__Work order__. Full transcription, minus images: write out the listing below exactly as it appears.

__Dataset extract__.
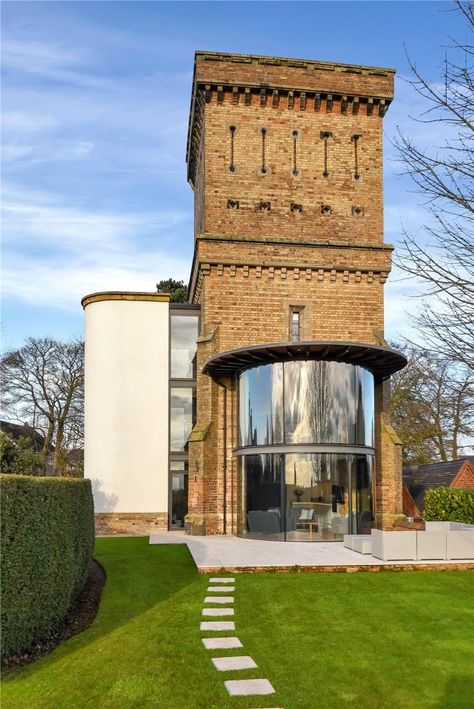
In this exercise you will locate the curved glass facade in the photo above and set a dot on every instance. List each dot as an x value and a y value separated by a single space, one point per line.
306 402
290 491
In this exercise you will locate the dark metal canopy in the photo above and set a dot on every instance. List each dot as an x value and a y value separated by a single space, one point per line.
381 361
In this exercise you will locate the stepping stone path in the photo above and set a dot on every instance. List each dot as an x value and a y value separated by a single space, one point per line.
229 663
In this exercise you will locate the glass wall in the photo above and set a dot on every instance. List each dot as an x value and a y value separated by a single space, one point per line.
184 326
184 332
306 496
293 494
181 417
260 401
179 493
306 402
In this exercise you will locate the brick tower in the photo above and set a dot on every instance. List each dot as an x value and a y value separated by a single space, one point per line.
285 160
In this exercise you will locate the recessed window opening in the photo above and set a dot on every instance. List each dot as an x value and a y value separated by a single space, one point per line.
295 325
232 135
263 169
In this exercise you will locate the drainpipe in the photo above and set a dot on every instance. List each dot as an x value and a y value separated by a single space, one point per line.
224 445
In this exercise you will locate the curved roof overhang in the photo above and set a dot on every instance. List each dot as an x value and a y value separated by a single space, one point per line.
381 361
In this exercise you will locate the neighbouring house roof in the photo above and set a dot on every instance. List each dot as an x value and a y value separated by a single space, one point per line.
420 478
23 430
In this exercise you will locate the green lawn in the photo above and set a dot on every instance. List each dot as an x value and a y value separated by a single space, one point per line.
365 640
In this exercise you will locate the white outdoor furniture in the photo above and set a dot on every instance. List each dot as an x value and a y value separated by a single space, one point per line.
363 544
440 540
460 544
431 544
393 546
358 542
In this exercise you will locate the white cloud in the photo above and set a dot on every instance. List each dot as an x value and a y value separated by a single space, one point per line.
55 253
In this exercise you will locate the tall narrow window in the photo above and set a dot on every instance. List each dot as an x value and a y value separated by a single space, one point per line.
295 325
232 138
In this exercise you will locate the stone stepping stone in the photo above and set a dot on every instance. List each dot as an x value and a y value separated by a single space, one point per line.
221 643
219 599
247 687
240 662
217 625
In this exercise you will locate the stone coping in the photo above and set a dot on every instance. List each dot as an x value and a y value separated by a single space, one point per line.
125 295
202 55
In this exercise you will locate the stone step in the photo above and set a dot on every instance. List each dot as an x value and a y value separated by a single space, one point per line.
217 625
218 611
221 643
247 687
236 662
219 599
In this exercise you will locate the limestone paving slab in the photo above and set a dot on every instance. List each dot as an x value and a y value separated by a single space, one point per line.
218 611
217 625
221 643
219 599
235 662
247 687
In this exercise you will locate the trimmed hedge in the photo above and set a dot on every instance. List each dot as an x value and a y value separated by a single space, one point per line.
47 543
448 504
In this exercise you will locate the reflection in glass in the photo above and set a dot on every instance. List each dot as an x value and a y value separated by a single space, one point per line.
179 493
324 402
262 502
261 405
184 332
181 416
318 496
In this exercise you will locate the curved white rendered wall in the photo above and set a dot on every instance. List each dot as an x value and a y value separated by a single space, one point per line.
126 404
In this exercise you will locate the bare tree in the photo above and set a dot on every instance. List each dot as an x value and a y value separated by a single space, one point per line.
443 258
43 385
432 406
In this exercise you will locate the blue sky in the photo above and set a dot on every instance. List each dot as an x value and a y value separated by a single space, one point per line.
95 110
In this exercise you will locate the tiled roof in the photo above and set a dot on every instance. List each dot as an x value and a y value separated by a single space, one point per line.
420 478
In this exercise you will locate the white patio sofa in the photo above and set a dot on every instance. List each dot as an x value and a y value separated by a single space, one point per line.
439 541
358 542
394 546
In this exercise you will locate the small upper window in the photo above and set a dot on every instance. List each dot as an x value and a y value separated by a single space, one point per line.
295 325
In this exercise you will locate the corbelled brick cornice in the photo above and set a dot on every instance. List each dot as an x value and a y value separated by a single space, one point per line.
302 84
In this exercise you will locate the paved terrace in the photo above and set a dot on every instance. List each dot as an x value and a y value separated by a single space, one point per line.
228 553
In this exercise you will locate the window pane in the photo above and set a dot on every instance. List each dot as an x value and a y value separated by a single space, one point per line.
295 325
261 405
179 494
328 402
184 331
181 417
262 497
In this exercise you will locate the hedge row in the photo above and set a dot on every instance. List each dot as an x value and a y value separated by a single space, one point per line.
47 527
449 505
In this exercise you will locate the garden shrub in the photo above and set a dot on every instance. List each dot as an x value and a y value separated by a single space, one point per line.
449 505
47 527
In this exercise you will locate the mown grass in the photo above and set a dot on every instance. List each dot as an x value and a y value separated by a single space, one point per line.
371 640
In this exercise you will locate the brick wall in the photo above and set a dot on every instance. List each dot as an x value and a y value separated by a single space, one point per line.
268 239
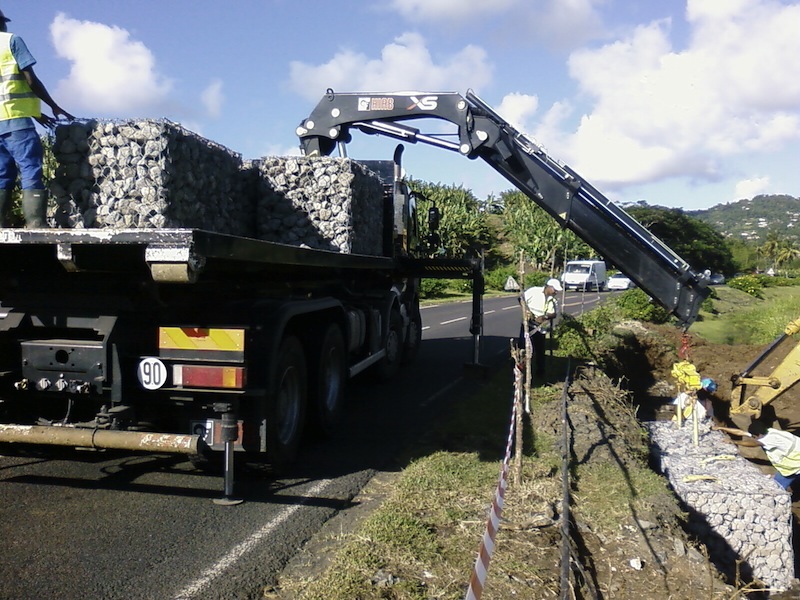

__Exercise solution__.
In this exercise you will locate the curved glass facade in the photo above and set a dot on every instance. List each dot as an x value and a y value separated by a single space, one point per line.
306 402
290 491
In this exercise you will locate the dark metal canopy in the photo above and set a dot on every instance. List each dot as an x value and a y value separated by a single space, one point per line.
381 361
In this exercise you will locate the stepping stone path in the photo above and set a dot on every instance. List each dot as an x value and a y value separated by a single space, one point per line.
229 663
In this exercise you will locate the glass wall in the photo above and set a dot on every instance. List each dot as an x value and a y value separated by a single space, one point per line.
184 326
184 332
306 496
293 494
181 417
260 401
179 493
306 402
In this exercise you will locate the brick tower in the photo above and set a dot on every instance. List each dot as an x value and a y value separated by a single space, one point per line.
285 160
In this exercise you will locate the recessed window opening in the photo above and set a dot on every instance. List each dot as an x value and a y value separated by a single space, one point per line.
295 325
232 135
263 169
In this exercise you will locate the drainpipe in the photo above and set a dot on every instance. List each dot as an x value and a y value separated by a single space, one point per line.
224 445
In this exercise you will locate the curved roof overhang in the photo above and set a dot on every instance. List each dot as an x value and a y value separated by a single space, one point per line.
381 361
In this exercise you will locate the neighbouring house roof in the photo above and set a dot on every instance. List each dot as an x value and a y value separated by a single space, one point per line.
420 478
23 430
In this exercise you will locate the green lawn in the photo above and set a dot on every instance. List each dot as an x value and a y value separated by a single space, one point per line.
365 640
In this exercise you will locate the white outdoor furniture in the photo above and set a dot on every instance. List each dot as an x value and a y value separated by a single space, one point per line.
363 544
440 540
460 544
431 544
393 546
358 542
In this exercise you will locate the white cloud in the photo above and set a dot on every instance. List each dot as an x value and a y value separated by a single space, one point per line.
55 253
In this exercise you will locate the tall narrow window in the photo above and set a dot on every instance. List each dot as an x value and a y value separated by a single space, one point per line.
295 325
232 138
In this exercise you will locate the stone stepping stone in the photo above and set a dot on every instance. List each dot as an x value and a y value separated by a single space, one point per line.
221 643
219 599
247 687
240 662
217 625
In this exercise you will locate the stone coping in the photo above and set a dot on every instance. List each dot as an x value and a y value separated by a single space, one point per line.
125 295
202 55
In this exercise you will locate the stone step in the photo above and set a dot on every instance. List each dot as an x value and a y value separated by a single space, one point per line.
217 625
218 611
221 643
247 687
236 662
219 599
In this exercise you will locate the limestone paving slab in the photo above and set a dot on every instance. List each dot as an x value and a y value separated by a single space, one point per line.
218 611
217 625
221 643
219 599
235 662
247 687
In this exercise you will locate the trimmed hedge in the photo above and set a dot on every instance. List each dot as an x value and a y value separated by a single space, one point per line.
47 543
448 504
In this exercise you will locate the reflection in glass in the photo above and set a dot on every instance. List each dot as an x value and a y value separated by a single space, one point per line.
179 493
324 402
262 502
261 405
184 332
181 416
318 496
In this exercise you will locate the curved white rendered wall in the photo above and set a dot on every instance. List each dot as an x value and a y value separated by a single space, one point per line.
126 404
In this exercise you will locate the bare tree in the photo above and set a dot on every instance. List each dot as an x value and a y value separated by a single space, one point per line.
443 258
43 385
432 406
In this exercise you will locate the blue sky in the photo above and set a dot on every instance. List each dot as an x value and a y value separated by a single space, one point per line.
95 110
In this exercise you will locate the tiled roof in the photo above and set a dot on every instance. List each dot as an x value and a y value separated by a single space, one point per line.
420 478
In this exercise you will locate the white patio sofa in the photo above and set a dot on every instance. List each dot as an x value and a y value separated by a single space, one point per line.
439 541
358 542
394 546
In this exercise you will locate the small upper window in the photo above and set a dot on every instance. List each dot as an x value and a y value separated by a single space, one point per line.
295 325
In this exercise you will locate the corbelled brick cornice in the photo above and set a dot on every instance. List each dot as an x value and a y value separated by a single space, one point per line.
302 84
In this exercise you will locate the paved terrace in the photo above and set a dot on every instance. List each dot as an x value and a y value separated by a single space, one point per line.
228 553
In this exercise you will locate the window pane in the photo above and set a dot on every instance. List each dot as an x value and a y value separated by a single space, one point per line.
295 325
261 405
179 494
328 402
184 331
181 417
262 497
In this exercise you will locate the hedge row in the photo above and set a dot on every instance. List each dot as an x value and a y value separated by a single space, one point per line.
47 527
449 505
In this exercise you will locate the garden shrub in the photo above and set a dot on every instance. List each dot as an x value and a y value separated by a single space, one point per line.
449 505
47 527
In this exercise you will locate the mown grass in the photo above and set a dot on every instance. List each dot as an x value and a y value separated by a single space, one point per line.
371 640
In this exercise you will locate the brick wall in the photo above and set a dot on every instance. List each dot as an x value and a y value separated by a single space, one point per line.
268 239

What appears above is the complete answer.